_Supplied text_

■ ■ ■ ■ ■ ■ ■

[Pc_Support] Generic Linux question ....
Bryan J. Smith
b.j.smith at ieee.org
Sun Dec 11 21:57:28 EST 2005
On Sun, 2005-12-11 at 14:31 -0600, William A. Mahaffey III wrote:
> .... Several years back (late '90's) I had the impression that SuSE was
> somewhat disdained by some geeks for their practice of making
> alterations to kernel (& possibly other) code in their distro.
SuSE vehemently protected its trademark, something that Red Hat didn't
and ultimately paid the price for. It's about trademark, first and
foremost, everything else is just looking at the details.
> I *think* that most of the other 'big boys' (RH, Mandrake, maybe others)
> now do this as well.
Red Hat is the one that came to a point where, because of what Sun did
(based on Cobalt), Microsoft would have legal rights to use Red Hat(R)
had Red Hat not moved to finally protect it.
It didn't matter how many times Red Hat revised its guidelines to allow
duplicators to continue using their name -- Cheapbytes.COM being an
explicit one -- they were demonized by the same. Which is why I no
longer buy from Cheapbytes.COM, they were very political in the non-
sense they did, after Red Hat explicitly granted exceptions on the
trademark for duplicators.

■ ■ ■ ■ ■ ■ ■

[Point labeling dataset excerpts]
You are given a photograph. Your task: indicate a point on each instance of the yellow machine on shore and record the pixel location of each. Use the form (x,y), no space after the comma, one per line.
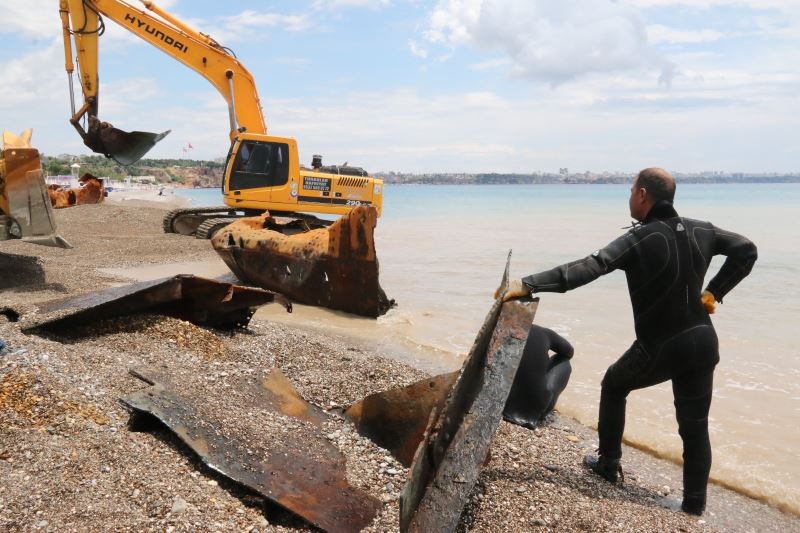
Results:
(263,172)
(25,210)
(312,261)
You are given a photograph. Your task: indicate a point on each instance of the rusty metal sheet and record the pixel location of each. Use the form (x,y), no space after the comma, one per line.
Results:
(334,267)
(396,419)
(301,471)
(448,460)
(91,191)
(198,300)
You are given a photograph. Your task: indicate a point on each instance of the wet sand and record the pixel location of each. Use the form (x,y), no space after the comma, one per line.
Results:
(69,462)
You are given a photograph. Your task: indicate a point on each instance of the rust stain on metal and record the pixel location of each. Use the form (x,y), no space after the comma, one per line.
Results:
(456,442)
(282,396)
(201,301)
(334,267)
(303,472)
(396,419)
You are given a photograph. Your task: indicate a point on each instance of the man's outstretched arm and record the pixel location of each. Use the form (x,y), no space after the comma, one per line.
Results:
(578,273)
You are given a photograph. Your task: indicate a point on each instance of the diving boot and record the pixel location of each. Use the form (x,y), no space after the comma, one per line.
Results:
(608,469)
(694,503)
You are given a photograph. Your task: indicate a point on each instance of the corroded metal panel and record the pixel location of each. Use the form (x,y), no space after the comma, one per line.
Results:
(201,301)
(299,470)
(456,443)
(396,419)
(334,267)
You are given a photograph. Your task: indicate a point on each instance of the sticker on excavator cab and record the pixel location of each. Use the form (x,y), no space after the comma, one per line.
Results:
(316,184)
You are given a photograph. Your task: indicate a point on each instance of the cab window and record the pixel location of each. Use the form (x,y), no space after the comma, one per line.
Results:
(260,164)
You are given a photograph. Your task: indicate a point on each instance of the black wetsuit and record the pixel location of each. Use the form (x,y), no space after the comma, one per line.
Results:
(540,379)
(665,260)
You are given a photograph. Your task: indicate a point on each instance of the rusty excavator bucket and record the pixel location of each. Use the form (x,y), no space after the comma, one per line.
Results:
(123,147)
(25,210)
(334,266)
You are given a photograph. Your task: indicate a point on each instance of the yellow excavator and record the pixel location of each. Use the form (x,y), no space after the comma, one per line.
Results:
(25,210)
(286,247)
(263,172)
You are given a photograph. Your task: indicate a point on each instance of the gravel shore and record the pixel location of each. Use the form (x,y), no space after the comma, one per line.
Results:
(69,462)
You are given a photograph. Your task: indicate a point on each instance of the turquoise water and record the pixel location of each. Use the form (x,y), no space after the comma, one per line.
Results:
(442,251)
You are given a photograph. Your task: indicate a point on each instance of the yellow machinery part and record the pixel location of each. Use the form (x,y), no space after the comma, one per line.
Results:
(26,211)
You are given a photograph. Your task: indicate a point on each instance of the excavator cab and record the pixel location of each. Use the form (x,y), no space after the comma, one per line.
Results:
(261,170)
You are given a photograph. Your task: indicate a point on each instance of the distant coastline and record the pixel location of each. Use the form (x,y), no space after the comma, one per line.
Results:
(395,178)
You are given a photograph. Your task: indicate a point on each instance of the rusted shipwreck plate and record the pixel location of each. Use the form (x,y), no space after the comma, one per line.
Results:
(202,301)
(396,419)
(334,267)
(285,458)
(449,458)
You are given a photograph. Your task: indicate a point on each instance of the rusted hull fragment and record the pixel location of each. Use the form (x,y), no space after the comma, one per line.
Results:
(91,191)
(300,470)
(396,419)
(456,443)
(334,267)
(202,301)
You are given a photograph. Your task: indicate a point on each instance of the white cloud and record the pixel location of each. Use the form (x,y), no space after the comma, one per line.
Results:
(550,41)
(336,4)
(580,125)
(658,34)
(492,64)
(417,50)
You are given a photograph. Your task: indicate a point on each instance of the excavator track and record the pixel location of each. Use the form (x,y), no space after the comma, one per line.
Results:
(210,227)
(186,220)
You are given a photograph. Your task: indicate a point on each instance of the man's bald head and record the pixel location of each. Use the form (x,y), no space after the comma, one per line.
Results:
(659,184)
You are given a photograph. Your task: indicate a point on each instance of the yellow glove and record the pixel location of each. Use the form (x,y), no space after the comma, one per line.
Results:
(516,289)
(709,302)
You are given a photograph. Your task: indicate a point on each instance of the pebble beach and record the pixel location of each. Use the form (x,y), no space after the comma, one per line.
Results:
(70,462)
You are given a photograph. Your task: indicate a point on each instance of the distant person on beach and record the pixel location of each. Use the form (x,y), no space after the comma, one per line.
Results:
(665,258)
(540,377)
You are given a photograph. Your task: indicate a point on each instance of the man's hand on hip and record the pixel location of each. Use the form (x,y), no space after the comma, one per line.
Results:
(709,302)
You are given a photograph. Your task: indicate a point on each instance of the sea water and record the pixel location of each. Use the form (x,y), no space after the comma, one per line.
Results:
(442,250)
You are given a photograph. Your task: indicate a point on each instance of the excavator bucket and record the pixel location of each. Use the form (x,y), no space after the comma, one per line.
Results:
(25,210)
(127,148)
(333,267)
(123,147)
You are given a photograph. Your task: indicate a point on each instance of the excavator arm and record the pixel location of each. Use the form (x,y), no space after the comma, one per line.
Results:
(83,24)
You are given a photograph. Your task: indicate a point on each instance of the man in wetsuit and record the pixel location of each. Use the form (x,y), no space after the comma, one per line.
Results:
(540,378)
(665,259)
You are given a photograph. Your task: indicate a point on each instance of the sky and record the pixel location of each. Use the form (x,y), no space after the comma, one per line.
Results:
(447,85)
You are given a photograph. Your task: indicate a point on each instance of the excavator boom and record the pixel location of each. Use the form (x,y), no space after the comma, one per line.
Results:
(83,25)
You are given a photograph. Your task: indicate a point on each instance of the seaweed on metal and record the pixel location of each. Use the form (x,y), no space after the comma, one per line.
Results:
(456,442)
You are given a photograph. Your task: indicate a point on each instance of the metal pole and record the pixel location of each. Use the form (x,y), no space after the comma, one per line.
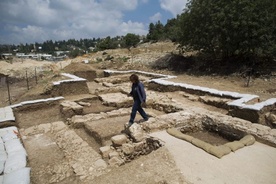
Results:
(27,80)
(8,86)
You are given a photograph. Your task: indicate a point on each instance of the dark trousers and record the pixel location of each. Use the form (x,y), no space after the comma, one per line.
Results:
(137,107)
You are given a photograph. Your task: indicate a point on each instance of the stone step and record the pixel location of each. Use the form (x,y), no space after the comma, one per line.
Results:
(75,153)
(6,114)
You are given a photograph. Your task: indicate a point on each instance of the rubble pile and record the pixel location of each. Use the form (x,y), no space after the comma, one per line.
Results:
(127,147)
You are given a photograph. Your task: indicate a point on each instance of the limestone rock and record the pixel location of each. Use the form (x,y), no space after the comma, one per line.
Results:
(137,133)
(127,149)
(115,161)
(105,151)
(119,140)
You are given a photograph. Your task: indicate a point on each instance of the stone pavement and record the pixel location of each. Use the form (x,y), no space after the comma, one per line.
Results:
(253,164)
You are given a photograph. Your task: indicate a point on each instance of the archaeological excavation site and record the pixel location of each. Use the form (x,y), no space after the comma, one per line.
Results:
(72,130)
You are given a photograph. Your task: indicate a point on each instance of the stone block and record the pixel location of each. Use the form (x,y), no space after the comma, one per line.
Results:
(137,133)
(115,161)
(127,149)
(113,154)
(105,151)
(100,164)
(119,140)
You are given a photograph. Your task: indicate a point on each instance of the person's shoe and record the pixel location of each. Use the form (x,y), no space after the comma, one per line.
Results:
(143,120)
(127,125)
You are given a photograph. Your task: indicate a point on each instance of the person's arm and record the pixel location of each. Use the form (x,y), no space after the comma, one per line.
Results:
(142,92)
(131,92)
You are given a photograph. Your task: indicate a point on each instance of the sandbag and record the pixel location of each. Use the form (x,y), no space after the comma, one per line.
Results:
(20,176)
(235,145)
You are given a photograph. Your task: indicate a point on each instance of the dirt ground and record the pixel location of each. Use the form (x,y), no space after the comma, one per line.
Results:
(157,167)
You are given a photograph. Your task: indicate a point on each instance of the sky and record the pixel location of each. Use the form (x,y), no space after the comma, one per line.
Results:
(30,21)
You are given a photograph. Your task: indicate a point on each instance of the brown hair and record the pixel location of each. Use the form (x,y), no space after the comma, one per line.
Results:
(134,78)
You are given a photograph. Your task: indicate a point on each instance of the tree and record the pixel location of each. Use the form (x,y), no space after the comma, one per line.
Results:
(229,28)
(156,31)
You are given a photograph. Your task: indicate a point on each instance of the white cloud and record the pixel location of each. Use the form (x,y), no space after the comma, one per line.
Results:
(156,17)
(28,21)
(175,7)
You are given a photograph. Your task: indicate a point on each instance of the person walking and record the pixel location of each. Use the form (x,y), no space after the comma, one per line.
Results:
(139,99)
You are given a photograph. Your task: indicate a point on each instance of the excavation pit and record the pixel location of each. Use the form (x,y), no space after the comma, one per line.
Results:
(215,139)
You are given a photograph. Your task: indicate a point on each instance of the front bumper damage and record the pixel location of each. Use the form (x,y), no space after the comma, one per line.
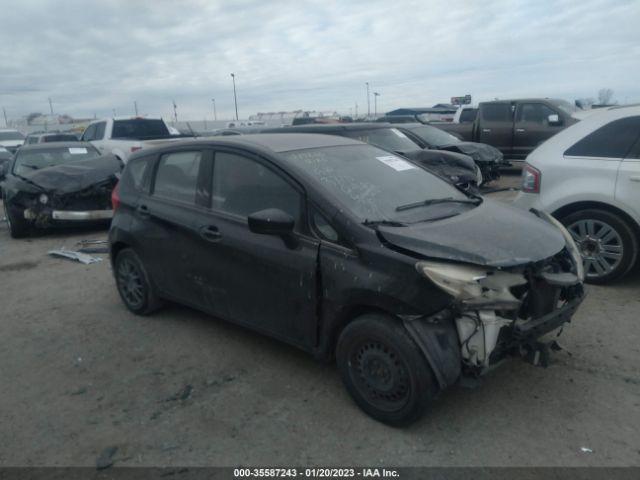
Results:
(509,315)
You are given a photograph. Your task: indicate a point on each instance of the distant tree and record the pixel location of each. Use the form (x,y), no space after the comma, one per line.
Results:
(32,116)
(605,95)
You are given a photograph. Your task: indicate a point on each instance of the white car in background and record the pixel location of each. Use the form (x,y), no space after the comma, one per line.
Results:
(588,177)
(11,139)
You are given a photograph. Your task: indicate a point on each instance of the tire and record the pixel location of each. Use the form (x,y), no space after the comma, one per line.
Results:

■ ■ ■ ■ ■ ■ ■

_The tasks_
A) Rewrite the post, everything from "Bryan J. Smith" down to "at the details.", substituting "brand name" for "trademark".
B) Using the post, decide whether each statement holds, answering yes or no and quoting the words that settle it: (i) William A. Mahaffey III's message was written on Sun, 2005-12-11 at 14:31 -0600. (ii) The writer still buys from Cheapbytes.COM. (iii) Red Hat, like SuSE, vehemently protected its trademark.

_Answers per task_
A)
Bryan J. Smith
b.j.smith at ieee.org
Sun Dec 11 21:57:28 EST 2005
On Sun, 2005-12-11 at 14:31 -0600, William A. Mahaffey III wrote:
> .... Several years back (late '90's) I had the impression that SuSE was
> somewhat disdained by some geeks for their practice of making
> alterations to kernel (& possibly other) code in their distro.
SuSE vehemently protected its brand name, something that Red Hat didn't
and ultimately paid the price for. It's about brand name, first and
foremost, everything else is just looking at the details.

B)
(i) Yes: "On Sun, 2005-12-11 at 14:31 -0600, William A. Mahaffey III wrote:"
(ii) No: "Which is why I no longer buy from Cheapbytes.COM"
(iii) No: "SuSE vehemently protected its trademark, something that Red Hat didn't"